Assignment:
Restate the data below word for word, leaving nothing out.

Saved data entries:
[Start of Attachment]

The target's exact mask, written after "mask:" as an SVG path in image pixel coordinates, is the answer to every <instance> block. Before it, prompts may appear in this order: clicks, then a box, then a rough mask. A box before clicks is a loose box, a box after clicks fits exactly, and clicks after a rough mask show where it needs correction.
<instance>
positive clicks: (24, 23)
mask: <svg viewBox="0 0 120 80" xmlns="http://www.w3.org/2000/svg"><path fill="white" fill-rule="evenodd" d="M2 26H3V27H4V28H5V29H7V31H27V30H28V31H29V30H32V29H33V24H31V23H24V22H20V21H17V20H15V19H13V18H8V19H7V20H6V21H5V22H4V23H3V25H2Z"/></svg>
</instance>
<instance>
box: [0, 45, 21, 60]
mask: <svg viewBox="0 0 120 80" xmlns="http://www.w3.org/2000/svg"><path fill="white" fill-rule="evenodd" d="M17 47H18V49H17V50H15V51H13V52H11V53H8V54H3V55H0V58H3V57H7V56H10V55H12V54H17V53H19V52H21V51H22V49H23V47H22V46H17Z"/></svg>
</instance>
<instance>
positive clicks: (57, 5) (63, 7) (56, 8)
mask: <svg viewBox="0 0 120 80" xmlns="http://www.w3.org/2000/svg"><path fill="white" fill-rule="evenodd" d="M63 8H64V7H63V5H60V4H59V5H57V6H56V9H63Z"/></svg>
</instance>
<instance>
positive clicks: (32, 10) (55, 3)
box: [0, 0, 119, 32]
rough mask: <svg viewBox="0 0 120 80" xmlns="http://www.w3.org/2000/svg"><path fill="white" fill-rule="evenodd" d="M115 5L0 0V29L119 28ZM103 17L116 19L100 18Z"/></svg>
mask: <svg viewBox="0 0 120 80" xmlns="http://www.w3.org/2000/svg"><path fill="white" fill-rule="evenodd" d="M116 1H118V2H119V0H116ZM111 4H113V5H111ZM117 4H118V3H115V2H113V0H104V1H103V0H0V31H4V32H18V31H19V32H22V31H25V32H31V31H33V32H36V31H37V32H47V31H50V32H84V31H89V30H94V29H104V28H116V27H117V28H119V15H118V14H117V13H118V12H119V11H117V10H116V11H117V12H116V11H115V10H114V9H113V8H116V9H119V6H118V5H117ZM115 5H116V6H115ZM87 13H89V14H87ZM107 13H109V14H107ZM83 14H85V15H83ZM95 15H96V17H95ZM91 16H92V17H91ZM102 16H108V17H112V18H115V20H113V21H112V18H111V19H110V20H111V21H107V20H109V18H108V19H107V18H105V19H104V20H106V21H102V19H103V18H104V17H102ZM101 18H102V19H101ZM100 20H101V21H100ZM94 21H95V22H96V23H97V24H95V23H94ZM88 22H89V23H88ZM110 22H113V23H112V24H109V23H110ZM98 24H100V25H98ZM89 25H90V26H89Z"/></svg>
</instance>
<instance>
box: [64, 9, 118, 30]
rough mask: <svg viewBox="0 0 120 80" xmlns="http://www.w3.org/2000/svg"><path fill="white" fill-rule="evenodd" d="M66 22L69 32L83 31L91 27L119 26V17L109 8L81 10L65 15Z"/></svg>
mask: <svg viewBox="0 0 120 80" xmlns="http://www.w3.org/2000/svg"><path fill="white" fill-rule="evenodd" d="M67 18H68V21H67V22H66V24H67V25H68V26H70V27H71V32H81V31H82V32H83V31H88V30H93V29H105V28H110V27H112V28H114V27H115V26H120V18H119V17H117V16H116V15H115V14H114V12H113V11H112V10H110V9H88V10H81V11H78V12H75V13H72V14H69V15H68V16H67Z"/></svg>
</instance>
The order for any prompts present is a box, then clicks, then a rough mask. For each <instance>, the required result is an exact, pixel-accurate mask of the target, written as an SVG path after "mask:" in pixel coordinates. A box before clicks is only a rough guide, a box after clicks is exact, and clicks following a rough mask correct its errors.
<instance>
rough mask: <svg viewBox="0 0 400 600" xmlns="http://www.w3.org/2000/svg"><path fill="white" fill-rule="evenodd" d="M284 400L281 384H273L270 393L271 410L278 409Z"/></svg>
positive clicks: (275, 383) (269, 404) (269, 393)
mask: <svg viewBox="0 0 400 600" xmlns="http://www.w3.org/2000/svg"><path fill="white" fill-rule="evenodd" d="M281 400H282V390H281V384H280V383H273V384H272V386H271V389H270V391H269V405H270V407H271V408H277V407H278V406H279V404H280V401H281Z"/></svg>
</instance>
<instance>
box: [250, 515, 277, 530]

[End of Attachment]

Exercise solution:
The target's exact mask, written after "mask:" as an SVG path in image pixel coordinates, is the answer to every <instance> block. Before it, prompts may appear in this order: clicks, then a box, then a rough mask. A box before clicks is a loose box, a box after clicks fits exactly, and clicks after a rough mask show where it needs correction.
<instance>
positive clicks: (24, 23)
mask: <svg viewBox="0 0 120 80" xmlns="http://www.w3.org/2000/svg"><path fill="white" fill-rule="evenodd" d="M2 26H3V27H4V28H5V29H7V31H27V30H28V31H29V30H32V29H33V24H31V23H24V22H20V21H17V20H15V19H13V18H8V19H7V20H6V21H5V22H4V23H3V25H2Z"/></svg>
</instance>
<instance>
box: [0, 45, 21, 60]
mask: <svg viewBox="0 0 120 80" xmlns="http://www.w3.org/2000/svg"><path fill="white" fill-rule="evenodd" d="M17 47H18V49H17V50H15V51H13V52H11V53H8V54H3V55H0V58H3V57H7V56H10V55H12V54H17V53H19V52H21V51H22V49H23V47H22V46H17Z"/></svg>
</instance>
<instance>
positive clicks: (57, 5) (63, 7) (56, 8)
mask: <svg viewBox="0 0 120 80" xmlns="http://www.w3.org/2000/svg"><path fill="white" fill-rule="evenodd" d="M63 8H64V7H63V5H60V4H59V5H57V6H56V9H63Z"/></svg>
</instance>
<instance>
positive clicks: (32, 10) (55, 3)
box: [0, 0, 119, 32]
rough mask: <svg viewBox="0 0 120 80" xmlns="http://www.w3.org/2000/svg"><path fill="white" fill-rule="evenodd" d="M115 5L0 0V29L119 28ZM103 17L116 19L100 18Z"/></svg>
mask: <svg viewBox="0 0 120 80" xmlns="http://www.w3.org/2000/svg"><path fill="white" fill-rule="evenodd" d="M116 1H118V2H119V0H116ZM111 4H113V5H111ZM117 4H118V3H115V2H113V0H104V1H103V0H0V31H4V32H18V31H19V32H22V31H25V32H31V31H33V32H36V31H37V32H47V31H50V32H84V31H89V30H94V29H104V28H116V27H117V28H119V15H118V14H117V13H118V12H119V11H117V10H116V11H117V12H116V11H115V10H114V9H113V8H116V9H119V6H118V5H117ZM115 5H116V6H115ZM87 13H89V14H87ZM107 13H109V14H107ZM83 14H85V15H83ZM95 15H96V17H95ZM91 16H92V17H91ZM102 16H108V17H112V18H115V20H113V21H112V18H111V19H110V20H111V21H107V20H109V18H108V19H107V18H105V19H104V20H106V21H102V19H103V18H104V17H102ZM101 18H102V19H101ZM100 20H101V21H100ZM94 21H95V22H96V23H97V24H95V23H94ZM88 22H89V23H88ZM110 22H113V23H112V24H109V23H110ZM98 24H100V25H98ZM89 25H90V26H89Z"/></svg>
</instance>
<instance>
box: [64, 9, 118, 30]
rough mask: <svg viewBox="0 0 120 80" xmlns="http://www.w3.org/2000/svg"><path fill="white" fill-rule="evenodd" d="M66 22L69 32L83 31L91 27L119 26V17L109 8L81 10L65 15Z"/></svg>
mask: <svg viewBox="0 0 120 80" xmlns="http://www.w3.org/2000/svg"><path fill="white" fill-rule="evenodd" d="M67 18H68V21H67V22H66V24H67V25H68V26H70V27H71V32H81V31H82V32H83V31H88V30H93V29H105V28H110V27H112V28H114V27H115V26H120V18H119V17H117V16H116V15H115V14H114V12H113V11H112V10H110V9H88V10H81V11H78V12H75V13H72V14H69V15H68V16H67Z"/></svg>
</instance>
The order for any prompts present is a box, then clicks, then a rough mask. For each <instance>, the required result is an exact, pixel-accurate mask of the target, written as an SVG path after "mask:" in pixel coordinates. A box before clicks is only a rough guide, a box after clicks is exact, and clicks following a rough mask correct its errors.
<instance>
rough mask: <svg viewBox="0 0 400 600" xmlns="http://www.w3.org/2000/svg"><path fill="white" fill-rule="evenodd" d="M284 400L281 384H273L270 393L271 410L278 409Z"/></svg>
positive clicks: (275, 383) (269, 404) (269, 393)
mask: <svg viewBox="0 0 400 600" xmlns="http://www.w3.org/2000/svg"><path fill="white" fill-rule="evenodd" d="M281 400H282V390H281V384H280V383H273V384H272V386H271V389H270V391H269V405H270V407H271V408H277V407H278V406H279V404H280V401H281Z"/></svg>
</instance>
<instance>
box: [250, 515, 277, 530]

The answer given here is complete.